#### STATED PROBLEM
Please rewrite the lines from the one containing "Practice step: point at the bird in" through the last line as a two-column CSV with the headers "input" and "output", giving one row for each line and the coordinates listed beneath it. Put each value in a single quoted field, and replace line breaks with spaces.

* begin AVAILABLE RECORDS *

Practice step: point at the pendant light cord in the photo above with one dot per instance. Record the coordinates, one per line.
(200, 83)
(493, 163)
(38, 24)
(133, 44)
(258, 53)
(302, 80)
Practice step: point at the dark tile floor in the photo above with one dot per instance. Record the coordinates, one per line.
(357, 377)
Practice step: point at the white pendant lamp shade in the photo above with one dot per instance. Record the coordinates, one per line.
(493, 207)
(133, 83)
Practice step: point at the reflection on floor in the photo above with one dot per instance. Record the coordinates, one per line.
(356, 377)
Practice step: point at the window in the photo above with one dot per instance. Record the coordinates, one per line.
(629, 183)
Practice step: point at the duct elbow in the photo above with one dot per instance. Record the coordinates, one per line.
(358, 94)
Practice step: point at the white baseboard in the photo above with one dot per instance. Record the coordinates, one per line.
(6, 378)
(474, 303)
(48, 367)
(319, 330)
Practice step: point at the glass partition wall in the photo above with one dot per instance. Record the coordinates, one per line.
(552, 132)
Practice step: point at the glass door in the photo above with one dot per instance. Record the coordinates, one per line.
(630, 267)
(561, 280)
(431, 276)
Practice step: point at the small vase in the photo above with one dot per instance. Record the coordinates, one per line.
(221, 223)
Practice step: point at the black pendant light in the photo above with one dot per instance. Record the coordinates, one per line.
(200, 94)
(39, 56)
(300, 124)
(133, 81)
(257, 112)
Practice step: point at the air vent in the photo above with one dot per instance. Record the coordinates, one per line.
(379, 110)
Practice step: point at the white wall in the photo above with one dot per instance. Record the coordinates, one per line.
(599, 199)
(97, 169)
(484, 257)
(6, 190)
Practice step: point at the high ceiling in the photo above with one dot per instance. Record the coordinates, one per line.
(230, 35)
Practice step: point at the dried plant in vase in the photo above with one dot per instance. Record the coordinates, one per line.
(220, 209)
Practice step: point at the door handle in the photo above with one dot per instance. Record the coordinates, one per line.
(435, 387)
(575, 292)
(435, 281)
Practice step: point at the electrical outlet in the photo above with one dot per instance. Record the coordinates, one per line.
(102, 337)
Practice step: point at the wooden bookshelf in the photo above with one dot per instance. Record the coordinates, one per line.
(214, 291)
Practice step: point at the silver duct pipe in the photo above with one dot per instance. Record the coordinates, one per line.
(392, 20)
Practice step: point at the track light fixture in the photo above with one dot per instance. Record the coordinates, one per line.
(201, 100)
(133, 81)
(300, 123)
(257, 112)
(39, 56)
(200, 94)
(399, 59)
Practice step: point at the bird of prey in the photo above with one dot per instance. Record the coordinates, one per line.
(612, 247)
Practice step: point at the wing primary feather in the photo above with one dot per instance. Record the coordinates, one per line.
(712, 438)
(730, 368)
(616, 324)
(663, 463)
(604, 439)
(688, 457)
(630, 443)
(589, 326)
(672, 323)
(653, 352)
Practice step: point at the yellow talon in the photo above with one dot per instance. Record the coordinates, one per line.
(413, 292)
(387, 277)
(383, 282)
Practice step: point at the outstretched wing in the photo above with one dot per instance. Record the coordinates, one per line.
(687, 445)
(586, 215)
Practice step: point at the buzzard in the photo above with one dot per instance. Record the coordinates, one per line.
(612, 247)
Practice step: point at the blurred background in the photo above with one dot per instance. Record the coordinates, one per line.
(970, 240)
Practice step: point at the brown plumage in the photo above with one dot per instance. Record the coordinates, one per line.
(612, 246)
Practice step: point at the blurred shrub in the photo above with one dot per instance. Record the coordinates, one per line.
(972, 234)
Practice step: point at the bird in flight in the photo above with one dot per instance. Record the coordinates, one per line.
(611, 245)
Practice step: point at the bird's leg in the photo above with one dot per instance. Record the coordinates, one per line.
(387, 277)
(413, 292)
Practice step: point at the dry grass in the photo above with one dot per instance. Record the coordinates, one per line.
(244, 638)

* end AVAILABLE RECORDS *

#### TASK OUTPUT
input,output
"Practice step: point at the bird in flight in the photo above with one dot per instance. Record the coordinates, one per line.","(611, 245)"
"Practice step: point at the bird's leg in the photo above with one dot per instance. Record the coordinates, one per line.","(387, 277) (413, 292)"
"Practice step: point at the dry grass in the photo above with one dot per instance. Record the coordinates, one per line.","(244, 638)"